• **Problem description**:
Copy the following lines without any changes.

• **Provided data**:
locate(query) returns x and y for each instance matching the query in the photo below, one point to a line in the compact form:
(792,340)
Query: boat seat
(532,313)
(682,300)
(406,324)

• **Expected answer**:
locate(query) returns x and y for each instance matching the query in the photo below, one point to a line in the compact form:
(792,340)
Query: boat seat
(532,313)
(682,300)
(406,324)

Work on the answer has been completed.